#### Input:
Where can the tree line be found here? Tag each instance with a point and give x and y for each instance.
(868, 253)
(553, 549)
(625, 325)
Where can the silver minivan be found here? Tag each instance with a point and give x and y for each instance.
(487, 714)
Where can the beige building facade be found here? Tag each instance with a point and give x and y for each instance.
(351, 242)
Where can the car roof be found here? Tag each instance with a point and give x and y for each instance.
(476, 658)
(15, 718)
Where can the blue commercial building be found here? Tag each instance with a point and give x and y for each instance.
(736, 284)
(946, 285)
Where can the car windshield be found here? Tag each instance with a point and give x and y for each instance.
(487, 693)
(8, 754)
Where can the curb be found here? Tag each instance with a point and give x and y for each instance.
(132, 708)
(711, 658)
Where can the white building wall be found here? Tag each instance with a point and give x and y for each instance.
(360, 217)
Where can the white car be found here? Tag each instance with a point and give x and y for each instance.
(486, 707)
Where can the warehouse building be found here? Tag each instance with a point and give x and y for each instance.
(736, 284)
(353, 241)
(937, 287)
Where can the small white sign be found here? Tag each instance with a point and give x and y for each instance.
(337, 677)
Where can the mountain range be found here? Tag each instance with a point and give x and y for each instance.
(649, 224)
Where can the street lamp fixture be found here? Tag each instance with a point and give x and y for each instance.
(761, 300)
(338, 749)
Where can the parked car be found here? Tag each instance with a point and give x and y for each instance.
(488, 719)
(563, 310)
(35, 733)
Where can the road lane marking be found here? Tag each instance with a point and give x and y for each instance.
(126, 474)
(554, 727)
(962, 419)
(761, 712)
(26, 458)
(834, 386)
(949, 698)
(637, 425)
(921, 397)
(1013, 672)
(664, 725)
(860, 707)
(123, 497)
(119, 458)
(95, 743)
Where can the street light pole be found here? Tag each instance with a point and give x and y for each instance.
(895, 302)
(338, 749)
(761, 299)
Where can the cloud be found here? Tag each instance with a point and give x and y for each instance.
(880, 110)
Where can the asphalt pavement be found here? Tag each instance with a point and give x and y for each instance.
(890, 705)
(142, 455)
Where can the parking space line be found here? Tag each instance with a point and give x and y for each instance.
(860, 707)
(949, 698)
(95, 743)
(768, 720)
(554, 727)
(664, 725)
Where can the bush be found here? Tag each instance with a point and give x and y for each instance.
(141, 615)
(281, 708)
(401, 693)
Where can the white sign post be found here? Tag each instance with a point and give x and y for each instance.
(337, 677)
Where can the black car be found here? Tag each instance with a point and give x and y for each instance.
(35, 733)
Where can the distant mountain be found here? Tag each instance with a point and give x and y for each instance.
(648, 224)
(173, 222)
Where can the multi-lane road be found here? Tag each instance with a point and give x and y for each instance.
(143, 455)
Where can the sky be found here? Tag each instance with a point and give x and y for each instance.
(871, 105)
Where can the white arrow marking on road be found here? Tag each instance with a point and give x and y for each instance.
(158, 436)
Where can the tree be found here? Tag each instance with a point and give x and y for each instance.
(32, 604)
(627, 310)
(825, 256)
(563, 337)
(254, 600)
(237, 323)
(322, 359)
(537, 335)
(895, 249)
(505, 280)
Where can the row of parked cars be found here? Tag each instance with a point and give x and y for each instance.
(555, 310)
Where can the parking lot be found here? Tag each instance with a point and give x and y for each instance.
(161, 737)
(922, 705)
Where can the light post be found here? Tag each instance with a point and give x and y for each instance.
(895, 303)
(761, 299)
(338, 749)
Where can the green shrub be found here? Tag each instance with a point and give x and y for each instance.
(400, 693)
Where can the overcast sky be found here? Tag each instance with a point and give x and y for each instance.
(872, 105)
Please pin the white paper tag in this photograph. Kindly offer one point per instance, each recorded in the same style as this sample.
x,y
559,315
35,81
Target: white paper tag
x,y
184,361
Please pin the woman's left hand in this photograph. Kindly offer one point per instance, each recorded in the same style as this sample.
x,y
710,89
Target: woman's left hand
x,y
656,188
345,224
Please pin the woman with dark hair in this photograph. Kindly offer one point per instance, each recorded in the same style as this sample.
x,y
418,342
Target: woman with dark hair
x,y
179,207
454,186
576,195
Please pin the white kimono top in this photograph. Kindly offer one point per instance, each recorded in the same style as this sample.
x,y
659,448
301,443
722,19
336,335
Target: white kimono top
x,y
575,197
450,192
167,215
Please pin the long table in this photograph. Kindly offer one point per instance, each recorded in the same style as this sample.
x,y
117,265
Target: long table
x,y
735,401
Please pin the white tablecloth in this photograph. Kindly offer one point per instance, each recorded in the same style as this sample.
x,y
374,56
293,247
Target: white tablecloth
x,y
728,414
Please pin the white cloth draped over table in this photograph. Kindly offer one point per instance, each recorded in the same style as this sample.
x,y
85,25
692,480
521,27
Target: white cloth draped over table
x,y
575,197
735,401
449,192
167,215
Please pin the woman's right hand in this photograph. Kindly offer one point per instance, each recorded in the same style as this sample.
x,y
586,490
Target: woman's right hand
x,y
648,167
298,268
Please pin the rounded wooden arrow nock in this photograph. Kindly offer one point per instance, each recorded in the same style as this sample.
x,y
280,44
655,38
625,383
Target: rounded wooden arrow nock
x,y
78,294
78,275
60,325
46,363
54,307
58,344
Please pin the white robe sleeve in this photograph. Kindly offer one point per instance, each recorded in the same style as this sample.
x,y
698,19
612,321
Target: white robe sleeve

#### Short exercise:
Starting from the line containing "Please pin the long" and ending with the final line of the data, reproduce each line exactly as it appears, including no other lines.

#### Finished exercise:
Please pin the long table in this photograph. Kindly offer one point per instance, each recorded in the same style as this sample.
x,y
117,265
Target: long table
x,y
735,401
Please pin the white tablecloth in this photograph. Kindly offer one point per instance, each recorded in the same style as this sample.
x,y
374,56
293,247
Target: white tablecloth
x,y
728,414
Please pin the white cloth draped over table in this photograph. Kindly offer one point per instance, each recorded in the same style as this sample.
x,y
85,25
692,480
521,27
Target: white cloth draped over table
x,y
575,197
735,401
449,192
167,215
Please pin the woman's right hand in this photograph. Kindly offer one point per instance, each recorded in the same style as this sample.
x,y
586,490
Target: woman's right hand
x,y
648,167
298,268
Please pin the rounded wooden arrow nock in this photograph. Kindly offer one point per instance, each recorded in the same style as this sample.
x,y
280,44
655,38
625,383
Target: rounded wooden arrow nock
x,y
78,294
78,275
60,325
46,363
54,307
58,344
Please pin the white robe sleeve in this photograph. Kindly offer one point per instance, each recorded in the same style as this sample.
x,y
698,19
612,321
Target: white robe sleeve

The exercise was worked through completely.